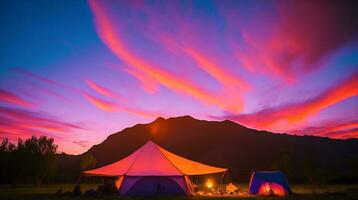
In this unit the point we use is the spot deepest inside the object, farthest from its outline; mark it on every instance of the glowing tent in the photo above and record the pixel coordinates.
(269, 183)
(152, 170)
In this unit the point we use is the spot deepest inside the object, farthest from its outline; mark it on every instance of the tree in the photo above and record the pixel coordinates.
(88, 162)
(32, 160)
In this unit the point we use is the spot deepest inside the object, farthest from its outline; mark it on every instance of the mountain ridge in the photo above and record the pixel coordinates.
(226, 144)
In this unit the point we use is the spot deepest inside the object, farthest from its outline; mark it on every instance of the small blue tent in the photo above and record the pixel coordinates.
(274, 178)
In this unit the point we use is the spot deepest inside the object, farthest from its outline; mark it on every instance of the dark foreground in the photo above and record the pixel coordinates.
(24, 192)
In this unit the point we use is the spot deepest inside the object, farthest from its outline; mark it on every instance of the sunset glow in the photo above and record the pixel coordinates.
(79, 71)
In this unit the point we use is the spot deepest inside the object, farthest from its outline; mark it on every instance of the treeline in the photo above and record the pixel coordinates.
(29, 161)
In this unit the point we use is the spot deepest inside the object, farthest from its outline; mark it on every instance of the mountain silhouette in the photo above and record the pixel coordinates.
(227, 144)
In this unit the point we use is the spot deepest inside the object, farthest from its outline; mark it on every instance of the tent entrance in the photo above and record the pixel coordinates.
(155, 185)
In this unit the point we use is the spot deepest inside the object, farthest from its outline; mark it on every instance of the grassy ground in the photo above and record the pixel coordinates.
(44, 192)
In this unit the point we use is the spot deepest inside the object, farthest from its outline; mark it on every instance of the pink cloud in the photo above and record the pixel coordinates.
(18, 123)
(11, 98)
(100, 89)
(298, 112)
(112, 39)
(294, 40)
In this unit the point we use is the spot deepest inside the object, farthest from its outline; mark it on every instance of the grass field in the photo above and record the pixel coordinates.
(24, 192)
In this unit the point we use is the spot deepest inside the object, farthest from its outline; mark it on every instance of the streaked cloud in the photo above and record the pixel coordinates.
(112, 39)
(100, 89)
(334, 129)
(297, 112)
(20, 123)
(14, 99)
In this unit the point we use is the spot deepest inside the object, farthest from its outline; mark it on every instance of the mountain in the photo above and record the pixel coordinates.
(228, 144)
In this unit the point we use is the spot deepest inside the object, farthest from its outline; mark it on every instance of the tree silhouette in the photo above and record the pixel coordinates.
(88, 162)
(30, 161)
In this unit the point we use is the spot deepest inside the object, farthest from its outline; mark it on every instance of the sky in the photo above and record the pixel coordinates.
(78, 71)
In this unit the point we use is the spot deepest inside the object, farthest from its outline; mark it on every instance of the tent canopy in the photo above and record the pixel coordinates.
(152, 160)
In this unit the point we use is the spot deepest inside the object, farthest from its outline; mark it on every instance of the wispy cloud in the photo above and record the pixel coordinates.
(334, 129)
(100, 89)
(297, 112)
(19, 123)
(276, 41)
(14, 99)
(112, 39)
(101, 103)
(147, 83)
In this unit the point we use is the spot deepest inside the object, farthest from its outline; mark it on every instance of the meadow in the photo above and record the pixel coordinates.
(48, 192)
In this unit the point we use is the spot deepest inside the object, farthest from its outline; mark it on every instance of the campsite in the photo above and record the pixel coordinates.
(179, 99)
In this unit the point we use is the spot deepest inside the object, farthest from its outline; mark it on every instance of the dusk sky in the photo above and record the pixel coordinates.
(78, 71)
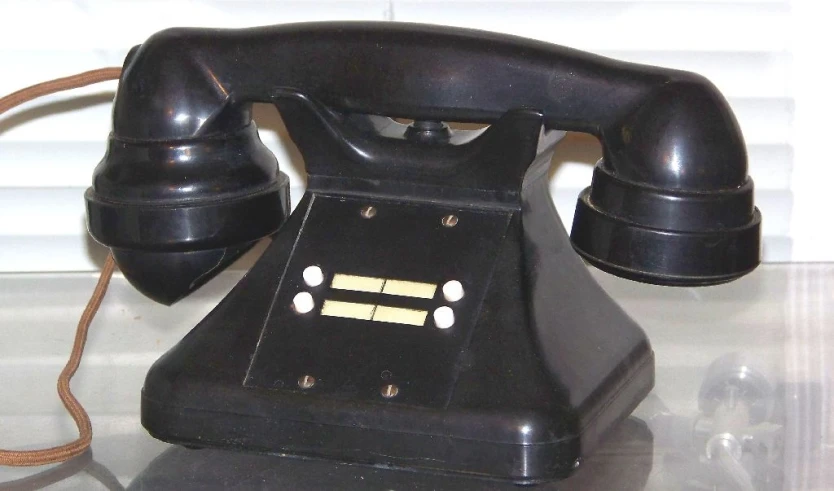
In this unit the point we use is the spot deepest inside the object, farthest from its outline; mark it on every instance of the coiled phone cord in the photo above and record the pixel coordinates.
(76, 410)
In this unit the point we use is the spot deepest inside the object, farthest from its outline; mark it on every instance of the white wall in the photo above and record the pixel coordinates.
(761, 54)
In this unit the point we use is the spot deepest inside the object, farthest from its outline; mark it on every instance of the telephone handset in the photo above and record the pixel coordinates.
(422, 306)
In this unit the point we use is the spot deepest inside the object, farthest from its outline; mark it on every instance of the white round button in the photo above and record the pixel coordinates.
(303, 303)
(452, 291)
(313, 276)
(444, 317)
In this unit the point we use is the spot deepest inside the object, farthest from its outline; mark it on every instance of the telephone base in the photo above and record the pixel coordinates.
(522, 464)
(538, 365)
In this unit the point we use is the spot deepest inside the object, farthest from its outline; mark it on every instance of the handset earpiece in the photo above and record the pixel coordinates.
(175, 212)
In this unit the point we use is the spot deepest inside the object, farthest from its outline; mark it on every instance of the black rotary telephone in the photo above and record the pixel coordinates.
(422, 307)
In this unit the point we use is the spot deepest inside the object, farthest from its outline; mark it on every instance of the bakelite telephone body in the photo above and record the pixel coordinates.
(422, 307)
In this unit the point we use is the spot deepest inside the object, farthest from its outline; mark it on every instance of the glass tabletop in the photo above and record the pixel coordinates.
(742, 400)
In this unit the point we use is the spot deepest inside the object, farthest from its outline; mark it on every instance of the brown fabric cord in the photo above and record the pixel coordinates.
(76, 410)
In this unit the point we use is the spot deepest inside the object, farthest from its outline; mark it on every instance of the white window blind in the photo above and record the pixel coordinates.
(48, 148)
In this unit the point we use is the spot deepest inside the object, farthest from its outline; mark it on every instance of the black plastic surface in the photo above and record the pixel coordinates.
(422, 361)
(537, 371)
(550, 365)
(182, 132)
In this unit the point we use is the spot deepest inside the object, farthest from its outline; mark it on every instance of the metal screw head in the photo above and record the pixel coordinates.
(368, 212)
(449, 221)
(389, 391)
(306, 381)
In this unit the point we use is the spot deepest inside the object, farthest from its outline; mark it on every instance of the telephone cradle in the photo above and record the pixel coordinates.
(422, 307)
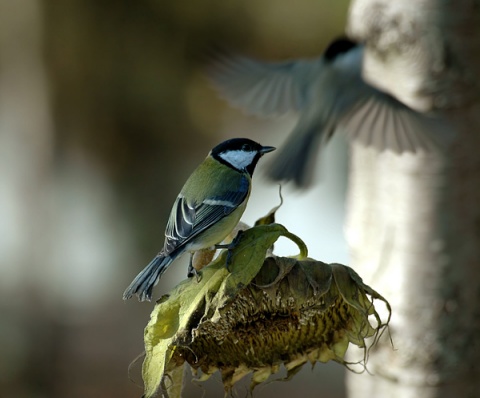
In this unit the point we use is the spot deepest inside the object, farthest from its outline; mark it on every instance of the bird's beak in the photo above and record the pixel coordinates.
(267, 149)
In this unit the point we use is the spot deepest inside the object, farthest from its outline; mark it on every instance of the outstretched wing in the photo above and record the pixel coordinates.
(189, 219)
(263, 88)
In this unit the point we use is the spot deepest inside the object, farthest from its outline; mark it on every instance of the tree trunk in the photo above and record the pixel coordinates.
(414, 220)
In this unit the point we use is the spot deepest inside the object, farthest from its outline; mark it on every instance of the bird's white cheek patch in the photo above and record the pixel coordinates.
(238, 159)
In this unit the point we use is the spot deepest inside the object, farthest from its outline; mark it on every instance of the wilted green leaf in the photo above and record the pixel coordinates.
(173, 320)
(264, 312)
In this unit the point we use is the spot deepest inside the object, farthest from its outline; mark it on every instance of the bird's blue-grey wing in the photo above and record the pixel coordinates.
(377, 119)
(187, 220)
(263, 88)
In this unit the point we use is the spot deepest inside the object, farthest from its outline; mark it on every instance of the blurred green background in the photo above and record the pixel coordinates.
(104, 111)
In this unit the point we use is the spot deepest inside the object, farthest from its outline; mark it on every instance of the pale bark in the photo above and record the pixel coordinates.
(414, 220)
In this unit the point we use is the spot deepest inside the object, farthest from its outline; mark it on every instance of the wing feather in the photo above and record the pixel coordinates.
(187, 220)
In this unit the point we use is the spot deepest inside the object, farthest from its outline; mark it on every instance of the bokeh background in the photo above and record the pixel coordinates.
(104, 112)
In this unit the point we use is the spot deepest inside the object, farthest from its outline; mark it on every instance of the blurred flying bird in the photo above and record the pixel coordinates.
(329, 94)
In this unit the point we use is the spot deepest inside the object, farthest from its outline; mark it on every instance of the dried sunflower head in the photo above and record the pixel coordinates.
(264, 313)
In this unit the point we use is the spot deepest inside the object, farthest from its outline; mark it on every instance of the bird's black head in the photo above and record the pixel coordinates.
(337, 47)
(240, 154)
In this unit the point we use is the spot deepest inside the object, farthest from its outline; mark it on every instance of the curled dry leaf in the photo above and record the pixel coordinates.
(264, 313)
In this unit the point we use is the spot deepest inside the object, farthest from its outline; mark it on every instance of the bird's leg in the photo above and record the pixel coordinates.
(192, 271)
(230, 248)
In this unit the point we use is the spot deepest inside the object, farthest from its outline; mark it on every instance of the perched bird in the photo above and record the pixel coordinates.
(207, 209)
(328, 93)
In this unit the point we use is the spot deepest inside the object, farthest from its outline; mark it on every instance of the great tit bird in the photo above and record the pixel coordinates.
(207, 209)
(329, 93)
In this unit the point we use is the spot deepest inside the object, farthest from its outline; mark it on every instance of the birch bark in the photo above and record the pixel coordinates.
(413, 221)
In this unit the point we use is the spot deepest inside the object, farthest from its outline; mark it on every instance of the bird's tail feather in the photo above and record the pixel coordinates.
(144, 282)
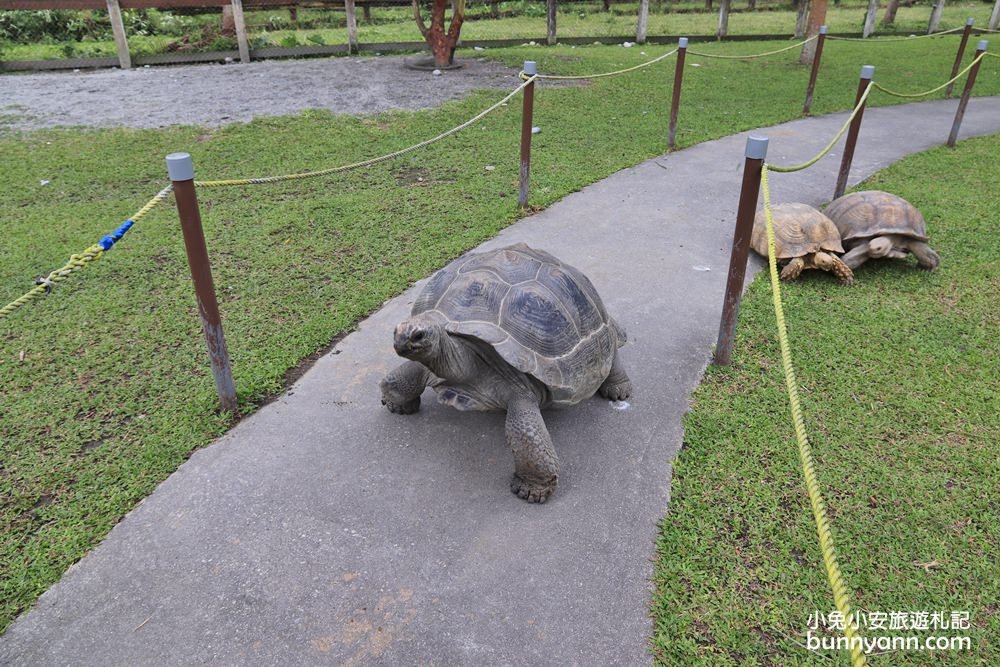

+++

▸ **BRIEF**
Every line from the one containing "the bird's tail" through the last line of the records is to be reproduced exactly, with pictures left out and nothing else given.

▸ **YOUR SOLUTION**
In this unit the point we use is the spot deepest inside the object, farthest from its outline; mark it on every instance of the bird's tail feather in the photo above and record the pixel coordinates.
(144, 282)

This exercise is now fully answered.